*Required work*
Can you transcribe every line of the data below, keeping each character, space, and line break unchanged?

*Records provided*
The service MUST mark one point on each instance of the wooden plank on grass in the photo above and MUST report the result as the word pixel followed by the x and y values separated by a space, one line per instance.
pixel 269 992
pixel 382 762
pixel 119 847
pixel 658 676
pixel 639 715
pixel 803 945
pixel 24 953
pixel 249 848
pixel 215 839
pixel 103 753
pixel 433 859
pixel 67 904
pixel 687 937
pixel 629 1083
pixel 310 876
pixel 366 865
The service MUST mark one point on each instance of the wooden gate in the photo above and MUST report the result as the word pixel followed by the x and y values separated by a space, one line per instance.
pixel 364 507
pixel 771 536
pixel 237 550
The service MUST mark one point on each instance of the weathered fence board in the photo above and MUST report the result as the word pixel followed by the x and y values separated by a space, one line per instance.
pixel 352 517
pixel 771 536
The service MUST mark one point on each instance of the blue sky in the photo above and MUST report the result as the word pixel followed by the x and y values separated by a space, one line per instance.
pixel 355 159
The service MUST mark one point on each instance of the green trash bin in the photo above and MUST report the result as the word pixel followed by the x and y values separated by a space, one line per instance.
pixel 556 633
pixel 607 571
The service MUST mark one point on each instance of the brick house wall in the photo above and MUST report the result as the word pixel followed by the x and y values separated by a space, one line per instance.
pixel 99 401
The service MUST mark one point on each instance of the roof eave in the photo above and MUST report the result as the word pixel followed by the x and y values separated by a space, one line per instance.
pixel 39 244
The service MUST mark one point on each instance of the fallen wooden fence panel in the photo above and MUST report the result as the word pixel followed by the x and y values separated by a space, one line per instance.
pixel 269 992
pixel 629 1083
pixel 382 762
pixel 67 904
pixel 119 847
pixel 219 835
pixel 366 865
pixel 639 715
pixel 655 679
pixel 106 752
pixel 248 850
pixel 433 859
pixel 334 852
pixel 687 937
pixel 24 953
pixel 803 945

*Response to the exercise*
The service MUST mark one point on each instance of the wooden plank on grass in the photo above and MUST report the result as the word pixel followed by the x and y values separated by a space, one line per instance.
pixel 269 992
pixel 382 762
pixel 119 847
pixel 658 676
pixel 639 715
pixel 803 945
pixel 24 953
pixel 249 848
pixel 215 839
pixel 103 753
pixel 433 859
pixel 67 904
pixel 687 937
pixel 629 1083
pixel 310 876
pixel 366 865
The service MUST mark one point on each instance of the wooden gate in the photo above and MUST report the result as the word pixel followed by the x and y values separated by a space, one line per instance.
pixel 364 507
pixel 771 536
pixel 237 550
The service MUST mark one point on each instance of the weathered fence board in the photo above and MUST report the result as the word pixel followed by the x and y values separated by a space, one line per instance.
pixel 352 517
pixel 771 536
The service MUST mark one point on each instance of the blue sky in the photo above and MUST report the result as the word pixel followed by the x and y values separated by a space, one line per instance.
pixel 355 159
The service MUST mark one point on each instance of the green trash bin in the photo above and MUST report the result as the word pixel followed by the x and y values separated by a space, one line per instance.
pixel 556 633
pixel 607 571
The service MUST mark one point on each instance of the brick house wall in the photo above and MUST report the result as the word pixel followed by the x and y values separated by a space, one line per instance.
pixel 99 401
The service MUST mark one point on each instance of the roof eave in the photo above and MUST report the result as the word pixel followed by the x and y values separated by a space, one line per instance.
pixel 39 244
The service MUST mark one point on each instance of the fallen wooden fence panel in the photo above and MUST report the result as the word pixel followed by the x and y values separated by a space, one line per instance.
pixel 269 992
pixel 629 1083
pixel 382 762
pixel 67 904
pixel 119 847
pixel 219 835
pixel 366 865
pixel 639 715
pixel 655 679
pixel 106 752
pixel 248 850
pixel 433 859
pixel 334 852
pixel 687 937
pixel 24 953
pixel 803 945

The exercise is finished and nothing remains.